**What is expected:**
Output every line below exactly.
--- Data rows ---
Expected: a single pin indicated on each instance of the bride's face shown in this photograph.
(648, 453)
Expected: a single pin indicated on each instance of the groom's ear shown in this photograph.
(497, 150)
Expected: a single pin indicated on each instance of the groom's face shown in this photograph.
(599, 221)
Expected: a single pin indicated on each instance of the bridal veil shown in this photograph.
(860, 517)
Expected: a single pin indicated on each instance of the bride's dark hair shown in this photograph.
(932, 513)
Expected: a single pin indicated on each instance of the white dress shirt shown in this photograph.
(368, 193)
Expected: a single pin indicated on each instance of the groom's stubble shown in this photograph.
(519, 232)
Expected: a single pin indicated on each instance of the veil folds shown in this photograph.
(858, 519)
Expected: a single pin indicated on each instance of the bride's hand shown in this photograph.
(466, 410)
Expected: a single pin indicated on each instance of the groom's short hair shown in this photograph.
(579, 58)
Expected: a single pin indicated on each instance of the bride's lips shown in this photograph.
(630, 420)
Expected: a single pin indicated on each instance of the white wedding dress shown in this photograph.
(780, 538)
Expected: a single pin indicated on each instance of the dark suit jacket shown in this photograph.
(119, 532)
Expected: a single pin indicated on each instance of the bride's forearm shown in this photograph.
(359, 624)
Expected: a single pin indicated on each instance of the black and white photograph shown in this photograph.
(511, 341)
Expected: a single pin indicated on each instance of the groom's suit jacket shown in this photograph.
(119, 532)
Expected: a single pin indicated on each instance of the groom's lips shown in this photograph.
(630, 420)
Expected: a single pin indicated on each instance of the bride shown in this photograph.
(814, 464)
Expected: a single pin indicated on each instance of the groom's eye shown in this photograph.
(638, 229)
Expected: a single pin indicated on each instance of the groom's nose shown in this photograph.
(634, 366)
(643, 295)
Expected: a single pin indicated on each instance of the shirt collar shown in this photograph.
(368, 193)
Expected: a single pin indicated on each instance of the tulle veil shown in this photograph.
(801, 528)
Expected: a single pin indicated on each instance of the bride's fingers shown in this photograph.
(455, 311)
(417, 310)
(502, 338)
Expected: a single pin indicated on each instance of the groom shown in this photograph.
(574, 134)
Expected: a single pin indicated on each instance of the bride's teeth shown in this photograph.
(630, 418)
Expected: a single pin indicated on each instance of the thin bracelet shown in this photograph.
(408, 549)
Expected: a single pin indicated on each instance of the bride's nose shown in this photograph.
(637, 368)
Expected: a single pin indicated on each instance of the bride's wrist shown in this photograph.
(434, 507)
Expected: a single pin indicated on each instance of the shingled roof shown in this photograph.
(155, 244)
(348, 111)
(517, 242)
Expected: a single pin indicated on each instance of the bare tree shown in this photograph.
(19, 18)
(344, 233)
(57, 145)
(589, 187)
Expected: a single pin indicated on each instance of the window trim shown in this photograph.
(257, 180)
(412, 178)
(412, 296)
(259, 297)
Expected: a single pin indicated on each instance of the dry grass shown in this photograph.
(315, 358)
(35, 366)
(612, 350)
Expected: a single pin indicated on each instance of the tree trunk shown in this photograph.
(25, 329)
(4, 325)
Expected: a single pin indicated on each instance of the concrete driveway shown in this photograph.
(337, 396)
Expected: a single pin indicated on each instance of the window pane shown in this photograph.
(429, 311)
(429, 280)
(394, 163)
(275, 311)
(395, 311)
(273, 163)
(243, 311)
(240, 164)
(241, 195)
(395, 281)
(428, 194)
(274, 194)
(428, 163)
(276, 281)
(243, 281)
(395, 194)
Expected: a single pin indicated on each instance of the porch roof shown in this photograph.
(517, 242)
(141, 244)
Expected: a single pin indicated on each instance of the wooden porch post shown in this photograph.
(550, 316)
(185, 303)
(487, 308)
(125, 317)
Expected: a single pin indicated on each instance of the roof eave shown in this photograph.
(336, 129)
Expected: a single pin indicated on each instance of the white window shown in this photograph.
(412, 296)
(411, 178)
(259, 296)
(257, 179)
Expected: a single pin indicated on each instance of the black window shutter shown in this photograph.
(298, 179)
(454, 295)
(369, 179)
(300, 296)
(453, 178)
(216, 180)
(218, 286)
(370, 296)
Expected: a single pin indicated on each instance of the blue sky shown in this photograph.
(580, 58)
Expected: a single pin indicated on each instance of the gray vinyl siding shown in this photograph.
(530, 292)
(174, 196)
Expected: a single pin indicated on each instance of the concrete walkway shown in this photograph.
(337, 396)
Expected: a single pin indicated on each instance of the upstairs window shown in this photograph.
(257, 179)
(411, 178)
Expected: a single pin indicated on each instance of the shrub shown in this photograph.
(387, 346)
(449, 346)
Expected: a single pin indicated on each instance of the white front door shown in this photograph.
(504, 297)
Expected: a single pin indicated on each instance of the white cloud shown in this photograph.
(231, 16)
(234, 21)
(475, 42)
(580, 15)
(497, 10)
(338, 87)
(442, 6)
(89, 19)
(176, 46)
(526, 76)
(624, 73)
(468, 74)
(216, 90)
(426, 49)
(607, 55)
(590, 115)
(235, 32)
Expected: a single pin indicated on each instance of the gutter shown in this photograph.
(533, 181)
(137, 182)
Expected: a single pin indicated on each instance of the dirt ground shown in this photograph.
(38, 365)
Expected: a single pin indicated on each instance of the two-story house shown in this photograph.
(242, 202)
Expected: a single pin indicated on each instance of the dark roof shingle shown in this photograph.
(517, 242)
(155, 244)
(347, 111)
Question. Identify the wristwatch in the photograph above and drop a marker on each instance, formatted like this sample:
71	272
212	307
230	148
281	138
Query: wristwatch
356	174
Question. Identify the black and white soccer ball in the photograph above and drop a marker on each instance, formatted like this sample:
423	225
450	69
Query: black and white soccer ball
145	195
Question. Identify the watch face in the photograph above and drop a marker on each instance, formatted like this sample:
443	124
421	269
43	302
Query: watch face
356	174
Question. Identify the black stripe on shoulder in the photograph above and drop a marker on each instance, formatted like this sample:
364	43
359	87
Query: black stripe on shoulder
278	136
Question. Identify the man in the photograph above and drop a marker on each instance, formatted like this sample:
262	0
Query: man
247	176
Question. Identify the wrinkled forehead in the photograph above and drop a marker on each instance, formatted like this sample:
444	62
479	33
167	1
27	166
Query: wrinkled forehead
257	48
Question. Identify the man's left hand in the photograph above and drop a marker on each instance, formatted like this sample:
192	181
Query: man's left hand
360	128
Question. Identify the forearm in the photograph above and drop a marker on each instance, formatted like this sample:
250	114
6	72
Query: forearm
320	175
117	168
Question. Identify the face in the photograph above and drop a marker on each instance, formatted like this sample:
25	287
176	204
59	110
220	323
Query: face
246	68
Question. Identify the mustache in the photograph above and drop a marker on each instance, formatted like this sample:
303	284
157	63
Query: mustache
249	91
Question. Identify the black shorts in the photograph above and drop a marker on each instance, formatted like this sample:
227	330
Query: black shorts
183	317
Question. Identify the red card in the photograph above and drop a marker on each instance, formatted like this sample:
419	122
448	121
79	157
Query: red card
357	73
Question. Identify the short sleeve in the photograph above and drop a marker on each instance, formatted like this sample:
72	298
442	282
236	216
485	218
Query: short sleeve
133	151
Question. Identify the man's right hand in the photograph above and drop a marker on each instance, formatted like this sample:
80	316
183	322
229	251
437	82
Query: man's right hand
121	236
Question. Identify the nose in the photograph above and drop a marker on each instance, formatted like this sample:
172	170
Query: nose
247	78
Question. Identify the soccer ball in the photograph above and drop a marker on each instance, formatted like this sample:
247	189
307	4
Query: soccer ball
---
**Exercise response:**
Expected: a single pin indicated on each instance of the bride's face shown in this photograph.
(648, 453)
Expected: a single pin indicated on each instance of the groom's ear shown in this photograph.
(497, 150)
Expected: a single pin indicated on each instance of the groom's face shown in this photograph.
(599, 221)
Expected: a single pin indicated on each instance of the bridal veil shown in this photograph.
(860, 517)
Expected: a single pin indicated on each instance of the bride's dark hair shown in this photograph.
(932, 513)
Expected: a single pin indicated on each instance of the white dress shirt shown in this photograph.
(368, 193)
Expected: a single pin indicated on each instance of the groom's stubble shown in this photograph.
(519, 232)
Expected: a single pin indicated on each instance of the veil folds shown in this photograph.
(858, 519)
Expected: a single pin indicated on each instance of the bride's hand shown in this photograph.
(466, 410)
Expected: a single pin indicated on each instance of the groom's short hair shown in this photograph.
(579, 58)
Expected: a single pin indicated on each instance of the bride's lips shown in this photograph.
(630, 420)
Expected: a single pin indicated on each instance of the white wedding dress shown in this photograph.
(780, 538)
Expected: a single pin indicated on each instance of the dark suit jacket shown in this photograph.
(119, 532)
Expected: a single pin indicated on each instance of the bride's forearm shown in this photograph.
(359, 624)
Expected: a single pin indicated on each instance of the black and white photograph shown in this photograph.
(511, 341)
Expected: a single pin indicated on each instance of the groom's suit jacket shown in this photograph.
(119, 532)
Expected: a single pin indicated on each instance of the groom's lips shown in this photograph.
(630, 420)
Expected: a single pin indicated on each instance of the bride shown in this photograph.
(814, 464)
Expected: a single pin indicated on each instance of the groom's eye shown in this photograph.
(638, 229)
Expected: a single pin indicated on each instance of the groom's nose shown in this photograph.
(634, 366)
(643, 295)
Expected: a single pin indicated on each instance of the shirt collar shown in this photograph.
(368, 193)
Expected: a single pin indicated on each instance of the tulle veil shown in this photograph.
(801, 528)
Expected: a single pin indicated on each instance of the bride's fingers shown in this photograph.
(455, 311)
(417, 310)
(502, 338)
Expected: a single pin indicated on each instance of the groom shown in this photograph.
(574, 134)
Expected: a single pin indicated on each instance of the bride's teeth shown in this photograph.
(630, 418)
Expected: a single pin indicated on each instance of the thin bracelet shown in this photograph.
(408, 549)
Expected: a single pin indicated on each instance of the bride's nose shown in this photograph.
(637, 368)
Expected: a single pin indicated on each instance of the bride's wrist shown in this photograph.
(434, 507)
Expected: a single pin indicated on each instance of the shingled roof shown in this photograph.
(155, 244)
(348, 111)
(517, 242)
Expected: a single pin indicated on each instance of the bare tree shown in this photograph.
(19, 18)
(344, 233)
(57, 145)
(589, 187)
Expected: a single pin indicated on each instance of the window trim shown in this photograph.
(257, 180)
(412, 178)
(412, 296)
(259, 297)
Expected: a single pin indicated on each instance of the dry grass shown in this photograph.
(315, 358)
(35, 366)
(612, 350)
Expected: a single pin indicated on each instance of the tree trunk shown in this photograph.
(25, 329)
(4, 325)
Expected: a single pin indicated on each instance of the concrete driveway shown in this photograph.
(337, 396)
Expected: a single pin indicated on each instance of the window pane shown in this photograph.
(429, 311)
(429, 280)
(394, 163)
(275, 311)
(395, 311)
(273, 163)
(243, 311)
(240, 164)
(241, 195)
(395, 281)
(428, 194)
(274, 194)
(428, 163)
(276, 281)
(243, 281)
(395, 194)
Expected: a single pin indicated on each instance of the porch roof shown in this photograph.
(517, 242)
(141, 244)
Expected: a single pin indicated on each instance of the wooden porch post shown in this photograph.
(550, 316)
(185, 303)
(487, 308)
(125, 317)
Expected: a single pin indicated on each instance of the roof eave shown in this photograph.
(336, 129)
Expected: a single pin indicated on each instance of the white window shown in this photograph.
(412, 296)
(411, 178)
(259, 296)
(257, 179)
Expected: a single pin indicated on each instance of the black window shutter shown in this photograph.
(298, 179)
(454, 295)
(369, 179)
(300, 296)
(453, 178)
(216, 180)
(218, 286)
(370, 296)
Expected: a single pin indicated on each instance of the blue sky shown in this photograph.
(580, 58)
Expected: a single pin indicated on each instance of the gray vinyl siding shown in this photograph.
(530, 292)
(174, 196)
Expected: a single pin indicated on each instance of the concrete walkway shown in this photograph.
(337, 396)
Expected: a single pin indicated on each instance of the upstairs window shown in this photograph.
(257, 179)
(411, 178)
Expected: a single pin indicated on each instance of the shrub shown in this photograph.
(387, 346)
(449, 346)
Expected: a single pin indicated on each instance of the white front door shown in this photograph.
(504, 297)
Expected: a single pin indicated on each instance of the white cloud shown in this photograph.
(231, 16)
(234, 21)
(475, 42)
(580, 15)
(497, 10)
(338, 87)
(442, 6)
(89, 19)
(176, 46)
(526, 76)
(624, 73)
(468, 74)
(216, 90)
(426, 49)
(607, 55)
(590, 115)
(235, 32)
Expected: a single pin indicated on each instance of the gutter shown in this photograph.
(533, 181)
(137, 182)
Expected: a single pin indicated on each instance of the dirt ground shown in this photograph.
(38, 365)
Expected: a single pin indicated on each instance of the two-story house shown in this photograph.
(242, 202)
Expected: a single pin indicated on each instance of the dark roof shingle shown in this photograph.
(517, 242)
(155, 244)
(347, 111)
Question. Identify the wristwatch in the photograph above and drop a marker on each instance, formatted like this sample:
71	272
212	307
230	148
281	138
Query: wristwatch
356	174
Question. Identify the black and white soccer ball in the photograph above and drop a marker on each instance, formatted like this sample:
423	225
450	69
Query: black and white soccer ball
145	195
Question. Identify the watch face in the photograph above and drop a marker on each instance, formatted like this sample:
443	124
421	269
43	302
Query: watch face
356	174
Question. Identify the black stripe on shoulder in the photograph above and drop a marker on each instance, formatted like this sample:
364	43
359	87
Query: black stripe on shoulder
278	136
Question. Identify the man in the photograph above and drop a marker on each instance, formatted like this sample:
262	0
Query: man
247	176
Question. Identify the wrinkled forehead in the photograph above and drop a marker on each instance, formatted like this sample:
444	62
479	33
167	1
27	166
Query: wrinkled forehead
257	48
Question. Identify the man's left hand in the photograph above and drop a marker on each instance, formatted like this sample:
192	181
Query: man's left hand
360	128
Question. Identify the forearm in the photograph above and drop a marker on each instance, formatted like this sample:
250	114
6	72
Query: forearm
320	175
117	168
Question. Identify the face in the photograph above and drop a marker on each instance, formatted like this sample:
25	287
176	204
59	110
220	323
Query: face
246	68
Question. Identify the mustache in the photograph above and drop a marker on each instance, formatted like this sample:
303	284
157	63
Query: mustache
249	91
Question. Identify the black shorts in the photograph above and drop a marker on each instance, formatted like this sample:
227	330
Query: black shorts
183	317
Question. Identify the red card in the photograph above and drop a marker on each instance, formatted like this sample:
419	122
448	121
79	157
Query: red card
357	73
Question. Identify the short sleeve in the photograph above and drop a marker on each instance, formatted like this sample:
72	298
442	282
236	216
485	218
Query: short sleeve
133	151
Question. Identify the man's right hand in the photograph above and drop a marker on each instance, formatted like this sample:
80	316
183	322
229	251
437	82
Query: man's right hand
121	236
Question. Identify the nose in the photograph above and drop a marker on each instance, formatted like this sample:
172	170
Query: nose
247	78
Question. Identify the soccer ball in the photograph above and drop a marker on each instance, formatted like this sample:
247	189
307	4
Query: soccer ball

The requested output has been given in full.